### [SET PROBLEM]
Give back the whole listing exactly as shown.

#### DATA TO PROCESS ####

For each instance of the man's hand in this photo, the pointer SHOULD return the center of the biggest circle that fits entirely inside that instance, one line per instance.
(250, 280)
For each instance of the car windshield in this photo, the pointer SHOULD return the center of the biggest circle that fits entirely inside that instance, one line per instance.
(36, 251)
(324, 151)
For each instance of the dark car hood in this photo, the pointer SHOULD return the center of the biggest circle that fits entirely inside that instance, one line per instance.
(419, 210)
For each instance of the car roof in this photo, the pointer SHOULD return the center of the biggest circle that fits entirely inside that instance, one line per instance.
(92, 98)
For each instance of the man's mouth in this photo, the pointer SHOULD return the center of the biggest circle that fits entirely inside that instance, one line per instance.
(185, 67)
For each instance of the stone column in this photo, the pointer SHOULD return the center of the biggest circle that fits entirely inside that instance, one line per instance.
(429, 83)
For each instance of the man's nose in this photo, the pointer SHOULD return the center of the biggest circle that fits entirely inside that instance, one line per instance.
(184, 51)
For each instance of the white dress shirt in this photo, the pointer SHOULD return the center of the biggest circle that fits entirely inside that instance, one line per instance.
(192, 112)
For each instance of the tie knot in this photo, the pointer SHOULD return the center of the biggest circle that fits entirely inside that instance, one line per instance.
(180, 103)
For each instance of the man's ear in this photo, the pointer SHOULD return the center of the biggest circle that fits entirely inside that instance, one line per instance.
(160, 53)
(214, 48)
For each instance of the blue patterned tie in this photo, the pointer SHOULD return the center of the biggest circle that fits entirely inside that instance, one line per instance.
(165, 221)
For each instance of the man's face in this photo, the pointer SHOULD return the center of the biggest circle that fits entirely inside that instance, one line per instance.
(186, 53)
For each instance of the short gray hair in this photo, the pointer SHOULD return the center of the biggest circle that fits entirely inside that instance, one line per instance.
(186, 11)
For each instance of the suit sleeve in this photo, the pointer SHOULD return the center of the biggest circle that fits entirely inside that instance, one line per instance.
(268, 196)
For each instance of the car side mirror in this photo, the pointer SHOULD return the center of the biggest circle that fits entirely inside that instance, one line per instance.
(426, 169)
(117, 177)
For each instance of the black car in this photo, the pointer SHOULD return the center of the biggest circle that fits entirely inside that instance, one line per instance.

####

### [TASK ANSWER]
For each instance of the man's hand in this photo, the pointer SHOULD return the center of the biggest circle that fits entirely inside that instance, one line per instance.
(250, 280)
For each instance of the car windshield in this photo, the pointer SHOULD return the center of the biggest circle that fits entirely inside that instance, one line per instance.
(36, 251)
(324, 151)
For each instance of the dark car hood in this photo, the pointer SHOULD return the center of the biggest circle that fits entirely inside that instance, one line per instance.
(419, 210)
For each instance of the car roof in this photo, the pointer SHOULD return the center of the biggest circle that fits entirely inside that instance, one line per instance.
(92, 98)
For each instance of the man's mouth in this photo, the pointer SHOULD return the center of the biggest circle that fits entirely inside that instance, one line per instance.
(185, 67)
For each instance of the stone column in this photo, the pointer SHOULD return the center of the biggest circle that fits entirely inside that instance, one line per instance.
(429, 83)
For each instance of the man's nose in this photo, the pointer SHOULD return the center of the biggest circle that fits entirely inside that instance, one line per instance.
(184, 51)
For each instance of the white dress shirt in this photo, the pointer SHOULD return the center of the biggest circle that fits entirely inside that instance, one line per instance.
(192, 112)
For each instance of the tie knot in this photo, the pointer SHOULD return the center of the biggest circle that fits entirely inside that instance, one line per instance.
(180, 103)
For each instance of the man's ear in this photo, the pointer SHOULD return the center of the biggest circle that fits entirely inside that instance, one line per instance.
(160, 53)
(214, 48)
For each instance of the blue patterned tie in this photo, the pointer SHOULD return the center of the biggest circle that fits entirely inside that instance, one line per instance.
(165, 221)
For each instance of the man's face in this photo, the pointer SHOULD return the center of the biggest circle that fits entirely inside that instance, one line per instance.
(186, 53)
For each instance of the short gray hair in this photo, the pointer SHOULD return the center of the biggest circle that fits entirely inside that instance, one line per instance.
(186, 11)
For each instance of the suit sleeve in this photo, the pointer SHOULD return the center of the biggest circle that fits entirely inside that instance, one line per instance.
(268, 196)
For each instance of the car side mirror in this photo, the pointer SHOULD return the center of the biggest circle that fits entirely inside that instance, one line per instance.
(426, 169)
(117, 177)
For each instance of the black car in this photo, the pointer SHOULD return the center of the biggest circle that fits entirely inside that instance, one line per instance.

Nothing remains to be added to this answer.